→ **Goal**
Could you reproduce every one of the lines below word for word, with nothing changed?

→ **Location identification items**
>>>
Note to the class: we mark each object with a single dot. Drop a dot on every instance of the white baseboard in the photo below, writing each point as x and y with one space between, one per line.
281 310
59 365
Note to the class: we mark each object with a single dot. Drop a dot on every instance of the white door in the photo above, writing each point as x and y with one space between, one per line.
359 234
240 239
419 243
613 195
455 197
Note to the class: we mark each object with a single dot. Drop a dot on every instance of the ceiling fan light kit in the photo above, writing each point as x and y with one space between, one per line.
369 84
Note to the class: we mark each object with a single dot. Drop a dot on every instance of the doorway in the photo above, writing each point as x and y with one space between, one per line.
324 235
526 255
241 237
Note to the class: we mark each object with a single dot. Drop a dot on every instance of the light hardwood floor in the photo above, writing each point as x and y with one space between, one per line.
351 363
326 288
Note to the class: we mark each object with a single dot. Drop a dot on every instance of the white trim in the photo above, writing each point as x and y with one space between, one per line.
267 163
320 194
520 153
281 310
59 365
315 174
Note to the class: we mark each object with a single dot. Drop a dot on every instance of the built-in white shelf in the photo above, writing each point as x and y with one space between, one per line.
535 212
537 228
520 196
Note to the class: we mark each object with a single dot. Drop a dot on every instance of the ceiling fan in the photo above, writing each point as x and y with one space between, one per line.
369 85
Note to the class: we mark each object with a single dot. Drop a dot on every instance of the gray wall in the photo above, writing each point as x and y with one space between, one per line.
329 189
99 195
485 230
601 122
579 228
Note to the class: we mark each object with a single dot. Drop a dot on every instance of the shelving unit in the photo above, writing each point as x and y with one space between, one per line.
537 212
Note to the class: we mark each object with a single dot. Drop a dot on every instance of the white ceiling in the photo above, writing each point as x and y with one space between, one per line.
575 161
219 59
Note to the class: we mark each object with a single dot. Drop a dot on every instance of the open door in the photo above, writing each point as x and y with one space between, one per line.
<<<
→ **Complete output**
Note to the class: we mark each object with a single dot. Drop a dot on every instance of the white baseboard in the photo below, writing each point as x and y with one space between, one per line.
281 310
59 365
Note to the class: we mark each object with a single dot. Drop a dot on every instance of the white door in the photo above, writing each point as x and y with one space between, one per line.
359 234
240 239
419 243
613 195
455 197
Note to the class: we mark each object with a single dot. Drop a dot on every instance of the ceiling fan light kit in the photo above, writing each point as x and y with one space between, one per line.
369 84
Note to the class: we mark each object with a single dot. Drop a dot on every instance of the doorway in the photo above, writing each point as x and y with one space between, one per line.
324 235
526 255
241 237
Note to the class: we mark each object with a single dot. Drop a dot on every instance of the light hardwood floor in the photo above, writing each point as x and y with one space between, one per line.
351 363
326 288
Note to the class: we mark each object with a single dot. Drop a dot on every instance of the white trim in the photo above, writing each point as x and y with one space between, one per line.
267 163
320 194
520 153
281 310
59 365
315 174
Note to the class: we mark each object with a single dot. Drop a dot on every instance of the built-in white shelf in the photo above, writing each point as x and y with one space between, one per line.
535 212
537 228
520 196
Note to the class: we mark each object with a single dot. Drop a dot on every instance of the ceiling fan in the photo above, writing each point as x and y with one space between, one per line.
369 85
Note to the class: we mark each object with a single dot. Drop a dot on every instance of the gray wall in the photo above, writing each point as x and y with one space between, one per line.
329 189
99 195
485 230
601 122
579 228
Note to the class: we mark each object with a single dot. Drop a dot on every instance of the shelving unit in the photo above, writing each point as x and y with one space between, one per line.
537 212
Note to the class: we mark each object with a single dot. Drop a dot on every instance of the white ceiling in the photo above, writing each point as x and y with one space between, one per line.
575 161
219 59
Note to the class: we mark each object with a single dot. Drop a dot on every instance of the open door in the photo above, writing each point as x and y with one space between, one per line.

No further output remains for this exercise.